EXERCISE TASKS:
1. Could you copy, word for word, the Masada travel text from "- You can also" up to and including "before your visit)."?
2. Can you rename "collar" to "neckband" in the listing and give back only the lines from the line with "of the shirt" up to and including the final line of the listing, with nothing else changed?

---------- TEXT SHOWN ----------

Practical Information: How to road trip to Masada and how to visit Timna Park
- You can visit Masada independently if you have a car or as part of a tour if you don’t have a car.
- If you decide to hike up, start early. It gets incredibly hot in this region of Israel, especially in the summer months (up to 109°F /43°C!). The Snake Trail takes about an hour to hike, firm shoes are recommended since the path is rocky and steep, and there are many stairs. Make sure to bring enough water. If you hike up for sunrise, the cafeteria at the bottom of the rock will be open upon your return (it opens around 8am).
- You can also take a cable car up to the top, if you feel less active. Admission with cable car (two ways) is NIS76 (US$19)
- If you climb, and don’t take the cable car, admission via the Snake Path is NIS29 (US$7.32), but you can also hike up and take the cable car back down. Admission with one way cable car is NIS57 (US$14.42)
- The cable car is open from 8am till 4pm (check the website for reduced hours on Holidays before your visit).
- It is possible to visit Masada via public bus from Jerusalem, but the bus lets you off at the Masada Junction on Route 90 and you’ll have to walk to the entrance. The bus is #486, and it runs five times a day. The ticket from Jerusalem is NIS42 (US$ .
- Abraham Tours runs a Sunrise Masada Tour from Jerusalem which also includes stops at Ein Gedi and the Dead Sea. If you can’t be bothered to get up early to see the sunrise, Abraham Tours also offers a tour with a later start (7am) to Masada, Ein Gedi and the Dead Sea. Both tours are offered three times a week and cost NIS280 (~US$80).

---------- DATASET EXTRACT ----------

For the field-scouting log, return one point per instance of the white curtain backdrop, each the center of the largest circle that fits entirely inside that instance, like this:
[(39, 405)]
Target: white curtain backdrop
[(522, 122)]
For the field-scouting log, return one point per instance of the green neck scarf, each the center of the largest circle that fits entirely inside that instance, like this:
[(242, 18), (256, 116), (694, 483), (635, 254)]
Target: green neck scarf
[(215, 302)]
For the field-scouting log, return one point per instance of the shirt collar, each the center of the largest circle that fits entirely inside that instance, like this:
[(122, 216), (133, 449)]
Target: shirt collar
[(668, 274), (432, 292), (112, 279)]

----------

RESPONSES IN ORDER:
1.
- You can also take a cable car up to the top, if you feel less active. Admission with cable car (two ways) is NIS76 (US$19)
- If you climb, and don’t take the cable car, admission via the Snake Path is NIS29 (US$7.32), but you can also hike up and take the cable car back down. Admission with one way cable car is NIS57 (US$14.42)
- The cable car is open from 8am till 4pm (check the website for reduced hours on Holidays before your visit).

2.
For the field-scouting log, return one point per instance of the shirt neckband, each the center of the largest circle that fits entirely inside that instance, like this:
[(122, 216), (133, 449)]
Target: shirt neckband
[(668, 274), (432, 292), (112, 279)]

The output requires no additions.